**Exercise aim**
Write each line again exactly as it is, from the opening line of the records below through the one containing "phrase -- background shrub", and add nothing.

**Items from a dataset**
□ □ □ □ □

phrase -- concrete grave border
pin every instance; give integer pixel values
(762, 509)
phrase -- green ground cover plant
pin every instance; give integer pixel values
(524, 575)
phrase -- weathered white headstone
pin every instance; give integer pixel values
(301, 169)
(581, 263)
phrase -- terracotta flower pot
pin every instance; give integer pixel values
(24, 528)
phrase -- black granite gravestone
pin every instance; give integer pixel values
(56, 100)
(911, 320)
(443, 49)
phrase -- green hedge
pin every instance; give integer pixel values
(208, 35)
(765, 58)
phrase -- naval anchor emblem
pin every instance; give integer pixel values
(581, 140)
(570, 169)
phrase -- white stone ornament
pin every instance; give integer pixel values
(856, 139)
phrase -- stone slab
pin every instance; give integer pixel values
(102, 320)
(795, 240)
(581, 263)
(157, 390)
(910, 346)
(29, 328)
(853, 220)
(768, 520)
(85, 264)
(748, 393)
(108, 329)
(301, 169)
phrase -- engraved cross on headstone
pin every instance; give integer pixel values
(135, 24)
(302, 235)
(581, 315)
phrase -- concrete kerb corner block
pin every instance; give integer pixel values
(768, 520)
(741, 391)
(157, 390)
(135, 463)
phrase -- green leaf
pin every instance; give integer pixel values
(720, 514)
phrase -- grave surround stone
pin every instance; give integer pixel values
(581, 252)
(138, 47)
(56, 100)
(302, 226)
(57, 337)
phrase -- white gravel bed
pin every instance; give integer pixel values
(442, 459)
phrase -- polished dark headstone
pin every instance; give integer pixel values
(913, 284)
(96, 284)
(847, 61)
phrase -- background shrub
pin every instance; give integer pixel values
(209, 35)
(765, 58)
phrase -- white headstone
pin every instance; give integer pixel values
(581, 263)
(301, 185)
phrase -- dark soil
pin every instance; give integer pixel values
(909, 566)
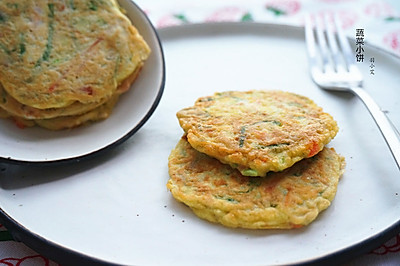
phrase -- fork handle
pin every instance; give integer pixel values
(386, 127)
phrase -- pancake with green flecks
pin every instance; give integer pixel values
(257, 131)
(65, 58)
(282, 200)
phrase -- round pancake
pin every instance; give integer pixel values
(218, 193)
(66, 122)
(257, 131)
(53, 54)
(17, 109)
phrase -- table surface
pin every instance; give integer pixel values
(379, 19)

□ □ □ □ □

**Solution to this exercise**
phrase -- concrete grave border
pin every instance; give integer pixel values
(762, 509)
phrase -- green ground cover plant
pin every instance; give integer pixel values
(524, 575)
phrase -- weathered white headstone
pin every instance; give integer pixel values
(301, 169)
(581, 263)
phrase -- terracotta flower pot
pin every instance; give integer pixel values
(24, 528)
phrase -- black granite gravestone
pin every instance; give integer pixel values
(56, 100)
(911, 320)
(443, 49)
phrase -- green hedge
pin every instance; give integer pixel values
(208, 35)
(765, 58)
phrase -- naval anchor emblem
pin every instance; give integer pixel values
(581, 140)
(570, 169)
phrase -- white stone ornament
pin every instance; give integer pixel values
(856, 139)
phrase -- stone slab
pin every instance; give integer pixel values
(102, 320)
(795, 240)
(581, 263)
(157, 390)
(910, 346)
(29, 328)
(853, 220)
(768, 520)
(85, 264)
(748, 393)
(108, 329)
(301, 169)
phrase -- engraved cross on headstone
pin every instance; give integer pixel values
(135, 24)
(302, 235)
(581, 315)
phrase -- concrete kerb corner block
pin every instance; give integer pixel values
(768, 520)
(741, 391)
(157, 390)
(135, 463)
phrase -- green leaf
pin every instance; give integer pixel values
(720, 514)
phrase -- grave surround stone
pin every instance; give integer pixel values
(581, 252)
(138, 47)
(56, 100)
(302, 226)
(57, 337)
phrase -- white gravel bed
pin every instance; give integer pixel values
(442, 459)
phrase -- polished dark headstone
pin every instance; give integer pixel values
(913, 284)
(96, 284)
(847, 61)
phrase -- background shrub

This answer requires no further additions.